- Problemas -
1. Enumera, sin repetir, todas las palabras terminadas en "-ismo" que aparecen en el fragmento sobre ecologismo y anticapitalismo.
2. Según el fragmento sobre ecologismo, ¿a través de qué deviene anticapitalista el ecologismo?
3. Repite del fragmento sobre ecologismo el tramo que va desde "Y es que el" hasta "CV y ecologismo.".

- Fragmento del documento -
Y es que el ecologismo no incluye entre sus fundamentos teóricos constitutivos el anticapitalismo. Los capitalistas son capitalistas, pero los ecologistas no son necesariamente contrarios al capitalismo. De hecho, algunos no lo son. A lo sumo, y parafraseando a Simone de Beauvoir, el ecologismo no nace anticapitalista, deviene anticapitalista –y no necesariamente– a través de sus experiencias de lucha. Esta circunstancia exige precisar los criterios que permiten trazar la línea divisoria entre CV y ecologismo.

- Datos sin procesar -
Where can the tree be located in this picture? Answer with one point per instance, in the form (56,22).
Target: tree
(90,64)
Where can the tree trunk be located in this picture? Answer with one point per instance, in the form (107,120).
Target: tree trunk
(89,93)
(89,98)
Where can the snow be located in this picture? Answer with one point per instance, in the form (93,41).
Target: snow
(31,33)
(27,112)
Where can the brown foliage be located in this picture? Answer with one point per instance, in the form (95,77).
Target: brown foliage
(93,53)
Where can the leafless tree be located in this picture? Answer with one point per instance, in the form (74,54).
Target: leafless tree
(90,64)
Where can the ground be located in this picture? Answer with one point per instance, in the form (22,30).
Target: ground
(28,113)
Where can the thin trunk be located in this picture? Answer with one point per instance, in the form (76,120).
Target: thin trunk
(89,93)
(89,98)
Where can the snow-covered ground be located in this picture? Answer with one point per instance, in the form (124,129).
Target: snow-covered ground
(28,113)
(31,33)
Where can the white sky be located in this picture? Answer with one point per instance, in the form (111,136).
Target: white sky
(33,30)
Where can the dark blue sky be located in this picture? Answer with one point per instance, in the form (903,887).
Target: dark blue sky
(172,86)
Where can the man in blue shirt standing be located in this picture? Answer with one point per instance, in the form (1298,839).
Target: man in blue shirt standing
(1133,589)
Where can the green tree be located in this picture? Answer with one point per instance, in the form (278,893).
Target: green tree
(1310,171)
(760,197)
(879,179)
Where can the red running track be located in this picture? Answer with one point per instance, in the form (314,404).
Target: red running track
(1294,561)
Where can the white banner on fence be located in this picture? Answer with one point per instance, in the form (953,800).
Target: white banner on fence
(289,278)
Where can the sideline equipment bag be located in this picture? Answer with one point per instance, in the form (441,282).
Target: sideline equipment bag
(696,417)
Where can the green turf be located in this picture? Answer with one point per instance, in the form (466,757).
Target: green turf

- Respuestas -
1. ecologismo, anticapitalismo, capitalismo

2. A través de sus experiencias de lucha.

3.
Y es que el ecologismo no incluye entre sus fundamentos teóricos constitutivos el anticapitalismo. Los capitalistas son capitalistas, pero los ecologistas no son necesariamente contrarios al capitalismo. De hecho, algunos no lo son. A lo sumo, y parafraseando a Simone de Beauvoir, el ecologismo no nace anticapitalista, deviene anticapitalista –y no necesariamente– a través de sus experiencias de lucha. Esta circunstancia exige precisar los criterios que permiten trazar la línea divisoria entre CV y ecologismo.